◆ TO DO ◆
Change every "sample" in the following material to "example", and leave everything else as it is.

◆ DATA FOR PROCESSING ◆
- - -

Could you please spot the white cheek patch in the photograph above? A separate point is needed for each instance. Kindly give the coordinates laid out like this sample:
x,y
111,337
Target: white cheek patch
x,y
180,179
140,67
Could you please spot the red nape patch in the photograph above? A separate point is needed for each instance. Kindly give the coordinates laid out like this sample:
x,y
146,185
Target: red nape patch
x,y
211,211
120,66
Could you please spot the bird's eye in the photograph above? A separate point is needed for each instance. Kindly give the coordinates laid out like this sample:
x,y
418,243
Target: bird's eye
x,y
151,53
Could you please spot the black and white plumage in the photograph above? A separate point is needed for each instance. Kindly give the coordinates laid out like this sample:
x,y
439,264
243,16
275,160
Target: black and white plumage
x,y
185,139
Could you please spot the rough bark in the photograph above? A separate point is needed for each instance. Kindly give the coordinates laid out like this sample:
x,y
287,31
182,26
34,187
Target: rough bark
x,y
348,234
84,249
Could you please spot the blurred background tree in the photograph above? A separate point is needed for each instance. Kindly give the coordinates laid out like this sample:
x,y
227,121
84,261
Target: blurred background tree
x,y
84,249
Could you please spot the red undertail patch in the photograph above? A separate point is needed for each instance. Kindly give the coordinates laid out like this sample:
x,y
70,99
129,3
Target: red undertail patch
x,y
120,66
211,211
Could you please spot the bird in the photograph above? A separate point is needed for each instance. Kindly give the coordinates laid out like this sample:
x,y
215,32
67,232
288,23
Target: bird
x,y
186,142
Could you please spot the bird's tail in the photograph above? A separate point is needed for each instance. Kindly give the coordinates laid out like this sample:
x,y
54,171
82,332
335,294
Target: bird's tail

- - -

◆ RESPONSE FOR THIS EXERCISE ◆
Could you please spot the white cheek patch in the photograph above? A separate point is needed for each instance. Kindly give the coordinates laid out like this example:
x,y
111,337
Target: white cheek patch
x,y
180,179
140,67
Could you please spot the red nape patch in the photograph above? A separate point is needed for each instance. Kindly give the coordinates laid out like this example:
x,y
146,185
Target: red nape patch
x,y
211,211
120,66
Could you please spot the bird's eye in the photograph above? A separate point is needed for each instance. Kindly give the coordinates laid out like this example:
x,y
418,243
Target: bird's eye
x,y
151,53
Could you please spot the black and white plumage in the photograph above? A separate point is needed for each instance. Kindly give the coordinates laid out like this example:
x,y
439,264
243,16
275,160
Target: black and white plumage
x,y
185,139
Could you please spot the rough bark in the photograph above? A separate point is needed for each instance. Kindly give the coordinates laid out like this example:
x,y
287,31
182,26
34,187
Target: rough bark
x,y
348,234
84,249
Could you please spot the blurred background tree in the photograph above? A separate point is needed for each instance. Kindly give the coordinates laid out like this example:
x,y
227,121
84,261
Target: blurred background tree
x,y
84,249
Could you please spot the red undertail patch in the photograph above? A separate point is needed for each instance. Kindly give the coordinates laid out like this example:
x,y
70,99
129,3
Target: red undertail patch
x,y
120,66
211,211
Could you please spot the bird in the photograph above? A separate point is needed for each instance. Kindly give the coordinates laid out like this example:
x,y
215,32
67,232
288,23
Target: bird
x,y
186,142
Could you please spot the bird's tail in the photograph above? A separate point is needed for each instance. Kindly give the coordinates laid out like this example:
x,y
54,171
82,332
335,294
Target: bird's tail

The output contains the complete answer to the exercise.